Academic journal article Library Resources & Technical Services

Chronological Terms and Period Subdivisions in LCSH, RAMEAU, and RSWK: Development of an Integrative Model for Time Retrieval across Various Online Catalogs

Academic journal article Library Resources & Technical Services

Chronological Terms and Period Subdivisions in LCSH, RAMEAU, and RSWK: Development of an Integrative Model for Time Retrieval across Various Online Catalogs

Article excerpt

After a fundamental examination of the phenomenon of time, this paper presents the history, authority, and structure of period subdivisions and chronological terms in the three subject heading languages LCSH, RAMEAU, and RSWK. Their usefulness in online searching is demonstrated using the online catalogs of the Library of Congress, the Bibliotheque nationale de France, and the Deutsche Bibliothek and is compared to the search options in selected digital encyclopedias (Encyclopaedia Britannica, Encarta, BrockhausEnzyldopadie). The author develops a model for common time retrieval across all three online catalogs, outlines the conditions for that model (time period code, chronological code, and chronology authority file), and proposes a search interface.

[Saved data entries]
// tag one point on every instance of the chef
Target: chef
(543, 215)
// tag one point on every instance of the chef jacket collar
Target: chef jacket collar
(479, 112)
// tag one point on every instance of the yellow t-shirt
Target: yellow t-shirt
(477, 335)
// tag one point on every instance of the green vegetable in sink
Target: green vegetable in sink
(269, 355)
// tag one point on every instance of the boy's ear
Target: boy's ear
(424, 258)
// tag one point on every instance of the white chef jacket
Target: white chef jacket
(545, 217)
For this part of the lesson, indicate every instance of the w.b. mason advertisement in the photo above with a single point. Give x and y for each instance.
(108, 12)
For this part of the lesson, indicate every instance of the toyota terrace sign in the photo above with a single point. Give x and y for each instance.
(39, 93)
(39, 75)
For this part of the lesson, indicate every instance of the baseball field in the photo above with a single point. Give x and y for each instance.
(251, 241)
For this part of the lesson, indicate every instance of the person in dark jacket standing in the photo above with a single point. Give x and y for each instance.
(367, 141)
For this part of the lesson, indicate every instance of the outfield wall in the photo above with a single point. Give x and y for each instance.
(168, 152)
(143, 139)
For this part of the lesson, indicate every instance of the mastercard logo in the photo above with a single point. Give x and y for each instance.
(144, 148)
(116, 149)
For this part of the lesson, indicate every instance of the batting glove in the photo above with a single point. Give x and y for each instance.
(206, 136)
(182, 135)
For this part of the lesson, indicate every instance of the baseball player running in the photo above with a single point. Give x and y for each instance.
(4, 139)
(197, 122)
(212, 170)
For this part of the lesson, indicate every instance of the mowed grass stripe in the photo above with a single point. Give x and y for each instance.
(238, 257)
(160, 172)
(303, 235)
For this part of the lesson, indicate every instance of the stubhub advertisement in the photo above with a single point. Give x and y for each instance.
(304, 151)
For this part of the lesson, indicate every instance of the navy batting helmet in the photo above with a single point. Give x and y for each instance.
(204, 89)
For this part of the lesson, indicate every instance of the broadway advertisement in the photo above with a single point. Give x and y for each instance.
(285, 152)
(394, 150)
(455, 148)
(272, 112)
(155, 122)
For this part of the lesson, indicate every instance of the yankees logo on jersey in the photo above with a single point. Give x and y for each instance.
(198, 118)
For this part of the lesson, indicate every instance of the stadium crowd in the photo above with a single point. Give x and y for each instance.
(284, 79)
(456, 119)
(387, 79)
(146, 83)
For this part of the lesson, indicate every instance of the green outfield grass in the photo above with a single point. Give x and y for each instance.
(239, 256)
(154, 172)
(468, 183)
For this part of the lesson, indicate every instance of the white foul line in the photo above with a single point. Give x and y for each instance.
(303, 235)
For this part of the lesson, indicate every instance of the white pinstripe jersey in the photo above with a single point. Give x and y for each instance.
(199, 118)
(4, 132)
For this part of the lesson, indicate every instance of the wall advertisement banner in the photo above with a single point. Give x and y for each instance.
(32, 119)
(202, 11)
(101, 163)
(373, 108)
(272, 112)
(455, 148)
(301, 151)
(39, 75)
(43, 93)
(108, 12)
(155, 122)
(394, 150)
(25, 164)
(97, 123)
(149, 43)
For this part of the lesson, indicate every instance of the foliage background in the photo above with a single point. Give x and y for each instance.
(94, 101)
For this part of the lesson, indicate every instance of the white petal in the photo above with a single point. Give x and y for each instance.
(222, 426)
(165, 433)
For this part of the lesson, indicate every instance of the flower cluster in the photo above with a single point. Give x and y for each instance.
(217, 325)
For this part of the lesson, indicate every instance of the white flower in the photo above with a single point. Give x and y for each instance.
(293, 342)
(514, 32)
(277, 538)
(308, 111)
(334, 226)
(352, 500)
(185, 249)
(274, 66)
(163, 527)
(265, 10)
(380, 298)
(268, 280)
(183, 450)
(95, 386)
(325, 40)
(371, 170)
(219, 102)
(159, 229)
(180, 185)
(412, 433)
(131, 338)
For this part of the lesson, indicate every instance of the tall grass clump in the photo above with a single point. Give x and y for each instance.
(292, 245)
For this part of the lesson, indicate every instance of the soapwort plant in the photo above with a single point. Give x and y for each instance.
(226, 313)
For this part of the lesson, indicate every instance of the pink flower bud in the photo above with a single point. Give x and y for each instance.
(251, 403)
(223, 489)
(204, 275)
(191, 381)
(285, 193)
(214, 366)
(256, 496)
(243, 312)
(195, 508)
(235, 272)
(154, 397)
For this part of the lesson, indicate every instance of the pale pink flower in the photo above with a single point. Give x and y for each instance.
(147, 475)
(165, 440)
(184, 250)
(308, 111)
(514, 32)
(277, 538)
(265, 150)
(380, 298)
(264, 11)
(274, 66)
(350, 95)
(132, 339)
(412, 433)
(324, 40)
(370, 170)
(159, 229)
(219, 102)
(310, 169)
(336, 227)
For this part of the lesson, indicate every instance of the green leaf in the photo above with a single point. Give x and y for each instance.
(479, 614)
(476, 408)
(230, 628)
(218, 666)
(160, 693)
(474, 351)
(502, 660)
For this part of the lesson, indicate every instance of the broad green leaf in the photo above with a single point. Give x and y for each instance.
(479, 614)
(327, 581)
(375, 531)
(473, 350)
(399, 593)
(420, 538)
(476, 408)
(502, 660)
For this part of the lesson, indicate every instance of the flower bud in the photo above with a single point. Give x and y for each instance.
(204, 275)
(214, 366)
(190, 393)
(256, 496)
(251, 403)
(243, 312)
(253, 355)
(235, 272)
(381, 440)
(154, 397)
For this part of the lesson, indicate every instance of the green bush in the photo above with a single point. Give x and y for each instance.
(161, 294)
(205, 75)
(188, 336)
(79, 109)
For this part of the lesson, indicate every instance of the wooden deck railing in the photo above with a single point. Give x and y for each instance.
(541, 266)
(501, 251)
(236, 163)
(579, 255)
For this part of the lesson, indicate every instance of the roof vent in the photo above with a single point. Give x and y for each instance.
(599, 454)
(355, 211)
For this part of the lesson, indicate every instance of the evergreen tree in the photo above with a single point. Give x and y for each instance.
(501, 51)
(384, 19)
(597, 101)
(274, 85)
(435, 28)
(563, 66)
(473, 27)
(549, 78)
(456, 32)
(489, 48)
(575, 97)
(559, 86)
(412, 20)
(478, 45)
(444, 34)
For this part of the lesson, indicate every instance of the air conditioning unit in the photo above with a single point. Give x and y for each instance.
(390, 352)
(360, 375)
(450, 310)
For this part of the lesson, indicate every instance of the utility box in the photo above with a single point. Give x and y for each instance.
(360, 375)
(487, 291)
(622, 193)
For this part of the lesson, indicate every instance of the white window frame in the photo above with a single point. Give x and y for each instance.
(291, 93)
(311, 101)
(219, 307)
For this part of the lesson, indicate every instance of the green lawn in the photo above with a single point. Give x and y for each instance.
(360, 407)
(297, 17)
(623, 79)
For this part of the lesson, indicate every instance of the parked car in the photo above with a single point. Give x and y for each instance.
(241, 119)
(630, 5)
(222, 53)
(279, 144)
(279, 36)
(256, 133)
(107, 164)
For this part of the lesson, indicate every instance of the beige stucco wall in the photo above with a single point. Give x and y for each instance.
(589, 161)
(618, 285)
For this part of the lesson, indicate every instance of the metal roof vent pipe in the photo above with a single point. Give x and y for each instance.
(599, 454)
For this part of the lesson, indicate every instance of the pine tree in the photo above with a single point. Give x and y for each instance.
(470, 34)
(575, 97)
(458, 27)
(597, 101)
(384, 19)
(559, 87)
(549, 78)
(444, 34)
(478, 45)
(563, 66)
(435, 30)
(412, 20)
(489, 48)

**PROBLEMS TO WORK ON**
1. According to the article excerpt, which three subject heading languages are examined?
2. Carry on the article excerpt about time retrieval in online catalogs, starting after its last sentence.
The items stand apart from the article excerpt as separate material.

**ANSWERS TO THE PROBLEMS**
1. LCSH, RAMEAU, and RSWK.

2.
In the era of globalization and internationalization, researchers are often required to access library materials from all over the world and beyond their native cultural understanding. Technically, this is possible through the Internet, which facilitates simultaneous searching in any number of online catalogs. However, varying languages and different cataloging rules make it hard for the user to conduct effective searches.

This paper focuses on subject searching. The term "subject" includes 'all topical aspects as well as all material about an author or about a specific work or publication. Chronological terms--that is, epoch headings, historiographic terms, terms with chronological restrictions (such as names of persons with dates of birth and death), and time codifications (years, dates)--are analyzed from both the cataloging and the retrieval standpoints. Furthermore, looking beyond the library field, chronological access to digital encyclopedias is explored. Finally, a new time retrieval model for linked multinational online public access catalogs (OPACs) is proposed.

The Problem

Librarians and documentalists have always considered the time aspect in subject cataloging an important element of subject analysis. Langridge attributes different values to the concept of "time" depending on the discipline. (1) While this category plays a comparatively minor role in science, technology, and social studies, it is more important and in fact constitutes the central category in history.

The ability to limit subject access chronologically, whether by subject headings or by classification, is a reasonable premise. Cochrane states, "In the online catalog, how can we limit a subject search on the basis of date or chronological period?" (2) The search using chronological terms in online catalogs is a challenge, one that has been documented in studies. Two of the studies are described here.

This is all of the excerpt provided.